**Do this**
Rewrite the lines as a JSON list of strings, starting with the line containing "Detect the thin twig above." and ending with the line containing "[390,279,529,427]", both included. Give one string per line, skip blank lines, and leave out the pictures.

┌──

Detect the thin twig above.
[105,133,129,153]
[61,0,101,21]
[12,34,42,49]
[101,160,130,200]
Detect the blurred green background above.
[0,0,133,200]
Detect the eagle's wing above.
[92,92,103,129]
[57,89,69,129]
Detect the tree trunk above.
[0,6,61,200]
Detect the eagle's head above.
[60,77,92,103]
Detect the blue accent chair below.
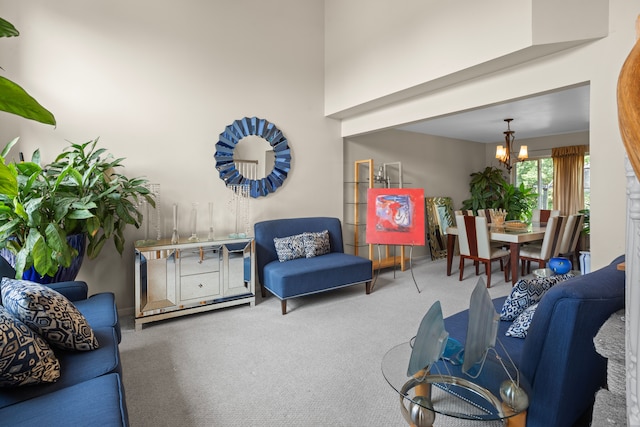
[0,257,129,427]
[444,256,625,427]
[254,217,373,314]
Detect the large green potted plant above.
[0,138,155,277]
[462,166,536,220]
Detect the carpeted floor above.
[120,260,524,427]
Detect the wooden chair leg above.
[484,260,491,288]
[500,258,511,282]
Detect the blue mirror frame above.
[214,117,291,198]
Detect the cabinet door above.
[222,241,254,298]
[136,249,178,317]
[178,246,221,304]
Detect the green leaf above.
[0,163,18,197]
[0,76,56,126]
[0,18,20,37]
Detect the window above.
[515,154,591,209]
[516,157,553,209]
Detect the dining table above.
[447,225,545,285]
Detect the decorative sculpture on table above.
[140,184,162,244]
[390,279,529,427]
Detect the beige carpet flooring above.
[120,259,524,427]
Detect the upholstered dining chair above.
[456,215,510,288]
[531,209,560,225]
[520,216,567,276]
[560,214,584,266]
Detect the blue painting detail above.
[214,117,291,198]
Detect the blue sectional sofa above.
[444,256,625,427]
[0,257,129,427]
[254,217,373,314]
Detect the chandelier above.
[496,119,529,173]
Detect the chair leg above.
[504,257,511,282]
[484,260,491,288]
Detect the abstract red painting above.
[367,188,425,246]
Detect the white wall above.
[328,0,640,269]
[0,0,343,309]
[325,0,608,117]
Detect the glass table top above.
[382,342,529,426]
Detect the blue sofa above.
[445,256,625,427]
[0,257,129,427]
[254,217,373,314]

└──
┌──

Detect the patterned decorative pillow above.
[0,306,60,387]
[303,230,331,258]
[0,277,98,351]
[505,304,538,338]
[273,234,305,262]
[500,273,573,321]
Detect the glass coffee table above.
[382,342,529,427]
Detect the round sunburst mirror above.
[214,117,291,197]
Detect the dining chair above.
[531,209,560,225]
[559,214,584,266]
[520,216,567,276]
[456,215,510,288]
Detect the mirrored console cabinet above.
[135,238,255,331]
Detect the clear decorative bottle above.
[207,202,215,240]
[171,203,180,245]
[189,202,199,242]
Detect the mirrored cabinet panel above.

└──

**The output**
[
  "Detect the thin twig above.",
  "[105,133,129,153]",
  "[61,0,101,21]",
  "[12,34,42,49]",
  "[101,160,130,200]",
  "Detect the blurred green background above.",
  "[0,0,133,200]",
  "Detect the eagle's wing above.",
  "[92,92,103,129]",
  "[57,89,69,129]",
  "Detect the tree trunk above.",
  "[0,6,61,200]",
  "Detect the eagle's head above.",
  "[60,77,92,103]",
  "Detect the blue accent chair below.",
  "[0,257,129,427]",
  "[444,256,625,427]",
  "[254,217,373,314]",
  "Detect the large green potted plant above.",
  "[0,138,155,277]",
  "[462,166,536,220]",
  "Detect the carpeted floor above.",
  "[120,260,524,427]",
  "Detect the wooden chair leg above.",
  "[484,260,491,288]",
  "[500,258,511,282]",
  "Detect the blue mirror frame above.",
  "[214,117,291,198]",
  "Detect the cabinet door above.",
  "[222,241,254,298]",
  "[136,249,178,317]",
  "[178,246,221,304]",
  "Detect the green leaf above.",
  "[0,163,18,197]",
  "[0,76,56,126]",
  "[0,18,20,37]",
  "Detect the window above.",
  "[515,154,591,209]",
  "[516,157,553,209]",
  "Detect the dining table above.",
  "[447,225,545,285]",
  "Detect the decorative sculpture on table above.",
  "[140,184,162,244]",
  "[390,279,529,427]"
]